**Records for the task:**
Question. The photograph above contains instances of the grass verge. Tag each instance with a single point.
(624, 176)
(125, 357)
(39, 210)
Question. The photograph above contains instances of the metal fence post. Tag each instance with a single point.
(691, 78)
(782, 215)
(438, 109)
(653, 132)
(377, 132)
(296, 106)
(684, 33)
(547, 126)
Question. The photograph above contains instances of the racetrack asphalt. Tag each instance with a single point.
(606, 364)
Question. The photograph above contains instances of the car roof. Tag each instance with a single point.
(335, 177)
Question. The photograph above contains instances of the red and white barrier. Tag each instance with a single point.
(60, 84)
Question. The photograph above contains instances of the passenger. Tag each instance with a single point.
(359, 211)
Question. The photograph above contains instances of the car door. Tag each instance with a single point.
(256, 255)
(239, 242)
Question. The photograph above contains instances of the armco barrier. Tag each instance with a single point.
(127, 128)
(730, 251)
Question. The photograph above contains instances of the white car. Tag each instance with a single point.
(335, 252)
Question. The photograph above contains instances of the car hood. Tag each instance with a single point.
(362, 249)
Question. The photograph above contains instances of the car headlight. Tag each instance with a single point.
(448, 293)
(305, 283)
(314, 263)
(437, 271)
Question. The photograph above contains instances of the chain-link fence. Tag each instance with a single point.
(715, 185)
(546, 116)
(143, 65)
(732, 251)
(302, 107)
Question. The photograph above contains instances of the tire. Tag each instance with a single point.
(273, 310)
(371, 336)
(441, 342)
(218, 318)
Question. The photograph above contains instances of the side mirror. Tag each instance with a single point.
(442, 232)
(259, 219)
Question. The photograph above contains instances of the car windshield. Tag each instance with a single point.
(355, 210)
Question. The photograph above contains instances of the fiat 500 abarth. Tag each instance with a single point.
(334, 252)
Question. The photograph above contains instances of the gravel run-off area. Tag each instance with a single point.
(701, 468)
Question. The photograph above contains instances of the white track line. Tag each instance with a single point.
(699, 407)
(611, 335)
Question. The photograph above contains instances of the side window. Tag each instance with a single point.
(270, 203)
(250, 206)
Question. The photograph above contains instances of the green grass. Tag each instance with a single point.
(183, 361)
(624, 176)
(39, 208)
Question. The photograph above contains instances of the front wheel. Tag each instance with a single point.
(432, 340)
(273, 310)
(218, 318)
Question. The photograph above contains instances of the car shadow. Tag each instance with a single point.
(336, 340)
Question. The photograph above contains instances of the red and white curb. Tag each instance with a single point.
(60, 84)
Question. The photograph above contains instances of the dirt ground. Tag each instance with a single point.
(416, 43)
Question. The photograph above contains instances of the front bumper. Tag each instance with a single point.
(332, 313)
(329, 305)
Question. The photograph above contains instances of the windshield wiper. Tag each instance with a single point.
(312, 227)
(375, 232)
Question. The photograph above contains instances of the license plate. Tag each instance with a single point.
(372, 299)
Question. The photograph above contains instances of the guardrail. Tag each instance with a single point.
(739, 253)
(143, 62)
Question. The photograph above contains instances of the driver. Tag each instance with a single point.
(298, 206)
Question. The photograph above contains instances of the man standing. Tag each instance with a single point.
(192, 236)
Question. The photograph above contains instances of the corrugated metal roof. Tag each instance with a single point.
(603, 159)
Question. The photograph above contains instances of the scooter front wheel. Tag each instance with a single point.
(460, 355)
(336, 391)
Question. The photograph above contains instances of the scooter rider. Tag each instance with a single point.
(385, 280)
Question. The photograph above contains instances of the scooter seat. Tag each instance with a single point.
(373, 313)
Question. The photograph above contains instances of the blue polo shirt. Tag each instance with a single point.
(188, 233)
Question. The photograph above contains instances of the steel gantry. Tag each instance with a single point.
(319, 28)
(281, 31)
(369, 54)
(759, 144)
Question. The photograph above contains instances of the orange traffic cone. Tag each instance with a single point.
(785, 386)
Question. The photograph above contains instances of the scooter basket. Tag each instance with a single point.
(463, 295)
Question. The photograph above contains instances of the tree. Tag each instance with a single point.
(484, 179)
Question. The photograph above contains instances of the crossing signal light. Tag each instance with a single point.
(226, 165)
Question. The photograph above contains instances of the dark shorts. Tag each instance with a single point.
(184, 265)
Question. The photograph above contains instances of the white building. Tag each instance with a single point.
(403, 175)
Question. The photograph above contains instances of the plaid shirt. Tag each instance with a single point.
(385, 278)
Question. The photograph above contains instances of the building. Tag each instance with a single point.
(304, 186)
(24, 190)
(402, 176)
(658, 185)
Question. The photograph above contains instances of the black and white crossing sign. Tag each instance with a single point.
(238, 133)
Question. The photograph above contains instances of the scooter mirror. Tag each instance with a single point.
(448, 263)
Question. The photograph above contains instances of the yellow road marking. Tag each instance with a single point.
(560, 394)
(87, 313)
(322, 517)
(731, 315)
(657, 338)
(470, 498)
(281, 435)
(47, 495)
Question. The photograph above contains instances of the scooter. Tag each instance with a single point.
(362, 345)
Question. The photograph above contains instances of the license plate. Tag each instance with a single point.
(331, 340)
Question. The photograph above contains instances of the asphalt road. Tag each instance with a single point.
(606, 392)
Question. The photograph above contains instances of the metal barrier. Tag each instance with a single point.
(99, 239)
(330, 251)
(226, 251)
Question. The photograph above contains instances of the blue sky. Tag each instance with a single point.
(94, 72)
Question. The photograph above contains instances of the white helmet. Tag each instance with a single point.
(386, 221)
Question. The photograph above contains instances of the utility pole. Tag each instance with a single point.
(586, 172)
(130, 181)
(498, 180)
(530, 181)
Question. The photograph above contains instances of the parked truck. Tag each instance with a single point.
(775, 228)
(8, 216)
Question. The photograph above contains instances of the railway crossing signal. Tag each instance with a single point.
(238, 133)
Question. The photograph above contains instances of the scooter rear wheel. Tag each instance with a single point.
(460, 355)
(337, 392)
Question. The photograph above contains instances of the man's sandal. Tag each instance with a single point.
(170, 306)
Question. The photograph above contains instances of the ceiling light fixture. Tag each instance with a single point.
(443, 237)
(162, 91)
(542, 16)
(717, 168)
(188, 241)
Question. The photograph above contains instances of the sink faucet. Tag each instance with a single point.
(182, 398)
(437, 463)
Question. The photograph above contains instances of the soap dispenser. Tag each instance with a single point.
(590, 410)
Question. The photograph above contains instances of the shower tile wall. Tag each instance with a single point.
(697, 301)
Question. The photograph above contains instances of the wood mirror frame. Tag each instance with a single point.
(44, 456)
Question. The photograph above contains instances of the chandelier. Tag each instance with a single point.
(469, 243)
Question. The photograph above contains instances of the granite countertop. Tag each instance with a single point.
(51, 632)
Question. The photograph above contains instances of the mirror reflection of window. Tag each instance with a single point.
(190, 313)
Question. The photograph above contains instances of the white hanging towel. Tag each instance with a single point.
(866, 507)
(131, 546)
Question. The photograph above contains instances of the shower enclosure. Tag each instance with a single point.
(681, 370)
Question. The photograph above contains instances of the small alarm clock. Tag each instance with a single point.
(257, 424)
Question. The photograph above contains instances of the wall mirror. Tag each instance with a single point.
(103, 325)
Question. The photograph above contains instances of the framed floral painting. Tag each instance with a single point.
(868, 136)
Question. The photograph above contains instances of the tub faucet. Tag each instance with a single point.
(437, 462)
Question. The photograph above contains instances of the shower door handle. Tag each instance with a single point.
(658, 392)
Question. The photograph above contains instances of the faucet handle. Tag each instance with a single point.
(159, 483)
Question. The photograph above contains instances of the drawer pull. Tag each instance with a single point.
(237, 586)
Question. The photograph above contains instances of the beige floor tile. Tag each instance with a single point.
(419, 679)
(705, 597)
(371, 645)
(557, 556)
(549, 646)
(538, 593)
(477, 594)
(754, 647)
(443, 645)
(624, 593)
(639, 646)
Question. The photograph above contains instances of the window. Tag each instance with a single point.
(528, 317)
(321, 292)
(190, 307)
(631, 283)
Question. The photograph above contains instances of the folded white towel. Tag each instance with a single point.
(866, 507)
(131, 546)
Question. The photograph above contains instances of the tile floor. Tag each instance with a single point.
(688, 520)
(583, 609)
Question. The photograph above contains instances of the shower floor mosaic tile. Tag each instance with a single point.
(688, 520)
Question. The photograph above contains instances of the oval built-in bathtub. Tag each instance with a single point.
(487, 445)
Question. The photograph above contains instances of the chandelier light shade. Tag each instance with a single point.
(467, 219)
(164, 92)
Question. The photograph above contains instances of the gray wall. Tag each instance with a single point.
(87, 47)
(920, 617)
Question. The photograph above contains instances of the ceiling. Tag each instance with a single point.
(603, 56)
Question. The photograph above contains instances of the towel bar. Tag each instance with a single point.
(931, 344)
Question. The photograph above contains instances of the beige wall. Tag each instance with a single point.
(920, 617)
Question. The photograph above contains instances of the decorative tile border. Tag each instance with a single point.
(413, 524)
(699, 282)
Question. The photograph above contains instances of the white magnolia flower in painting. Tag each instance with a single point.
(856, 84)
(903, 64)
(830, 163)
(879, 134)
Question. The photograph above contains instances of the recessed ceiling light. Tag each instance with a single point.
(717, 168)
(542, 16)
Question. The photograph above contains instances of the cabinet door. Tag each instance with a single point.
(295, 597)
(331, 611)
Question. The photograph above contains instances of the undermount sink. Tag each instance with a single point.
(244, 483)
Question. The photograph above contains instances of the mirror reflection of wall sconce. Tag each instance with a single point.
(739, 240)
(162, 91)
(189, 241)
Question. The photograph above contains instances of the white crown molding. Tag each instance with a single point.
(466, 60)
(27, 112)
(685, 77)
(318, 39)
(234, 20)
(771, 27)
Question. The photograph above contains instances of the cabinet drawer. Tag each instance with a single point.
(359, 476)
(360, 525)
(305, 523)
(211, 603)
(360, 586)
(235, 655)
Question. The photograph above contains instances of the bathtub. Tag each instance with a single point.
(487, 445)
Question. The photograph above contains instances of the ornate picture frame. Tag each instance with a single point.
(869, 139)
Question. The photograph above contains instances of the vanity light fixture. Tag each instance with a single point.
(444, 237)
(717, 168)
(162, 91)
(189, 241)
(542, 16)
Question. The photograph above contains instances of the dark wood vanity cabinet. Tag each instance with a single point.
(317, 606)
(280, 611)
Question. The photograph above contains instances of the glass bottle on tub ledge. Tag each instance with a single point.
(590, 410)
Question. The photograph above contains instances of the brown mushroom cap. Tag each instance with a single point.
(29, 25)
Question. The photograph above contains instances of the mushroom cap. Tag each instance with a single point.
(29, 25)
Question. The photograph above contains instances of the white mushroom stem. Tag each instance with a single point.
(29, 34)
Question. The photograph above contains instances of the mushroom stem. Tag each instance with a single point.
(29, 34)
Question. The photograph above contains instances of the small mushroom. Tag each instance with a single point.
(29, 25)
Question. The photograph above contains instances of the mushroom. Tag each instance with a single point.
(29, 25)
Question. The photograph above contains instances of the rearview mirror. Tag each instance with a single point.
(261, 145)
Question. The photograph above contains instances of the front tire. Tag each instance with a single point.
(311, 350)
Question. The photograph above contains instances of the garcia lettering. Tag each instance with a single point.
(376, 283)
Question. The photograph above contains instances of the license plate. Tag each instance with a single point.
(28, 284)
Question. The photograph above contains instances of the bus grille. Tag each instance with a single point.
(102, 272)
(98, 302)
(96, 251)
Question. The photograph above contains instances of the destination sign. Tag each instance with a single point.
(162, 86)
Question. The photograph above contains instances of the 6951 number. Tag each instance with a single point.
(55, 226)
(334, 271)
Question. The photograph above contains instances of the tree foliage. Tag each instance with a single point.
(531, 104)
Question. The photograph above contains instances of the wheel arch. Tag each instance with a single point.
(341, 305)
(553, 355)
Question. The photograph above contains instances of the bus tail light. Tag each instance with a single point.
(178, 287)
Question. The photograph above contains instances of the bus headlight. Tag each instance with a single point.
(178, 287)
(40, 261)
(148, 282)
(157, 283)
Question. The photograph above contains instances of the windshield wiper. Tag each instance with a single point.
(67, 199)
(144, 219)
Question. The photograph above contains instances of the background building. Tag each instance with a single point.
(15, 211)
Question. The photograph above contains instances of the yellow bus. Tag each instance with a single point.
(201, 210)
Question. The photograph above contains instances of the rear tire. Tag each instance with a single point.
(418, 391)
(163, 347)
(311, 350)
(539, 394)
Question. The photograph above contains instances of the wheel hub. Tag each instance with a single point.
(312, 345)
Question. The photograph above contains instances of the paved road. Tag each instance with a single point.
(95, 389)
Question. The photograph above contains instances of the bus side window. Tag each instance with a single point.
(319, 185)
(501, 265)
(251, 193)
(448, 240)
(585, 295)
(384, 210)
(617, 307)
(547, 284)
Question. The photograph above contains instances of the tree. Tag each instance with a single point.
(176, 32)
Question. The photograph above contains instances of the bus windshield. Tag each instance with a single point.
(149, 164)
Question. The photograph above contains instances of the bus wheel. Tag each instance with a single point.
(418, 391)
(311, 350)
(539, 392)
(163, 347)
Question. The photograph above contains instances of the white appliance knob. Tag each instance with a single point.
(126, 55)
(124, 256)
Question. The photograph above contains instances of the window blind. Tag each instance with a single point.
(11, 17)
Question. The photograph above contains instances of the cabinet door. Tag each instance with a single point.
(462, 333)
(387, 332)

**Directions for this task:** Starting from the line containing "the bus wheel.", repeat each line through the end of the entries, exactly.

**Complete output:**
Question. The photograph above contains instances of the bus wheel. Tag each instance with a single point.
(418, 391)
(311, 350)
(539, 392)
(163, 347)
Question. The photograph above contains instances of the white appliance knob. Tag each instance with a single point.
(126, 55)
(124, 256)
Question. The photograph above contains instances of the window blind. Tag each instance with a single point.
(11, 17)
Question. The photograph above contains instances of the cabinet door. Tag each instance with a single point.
(462, 333)
(387, 332)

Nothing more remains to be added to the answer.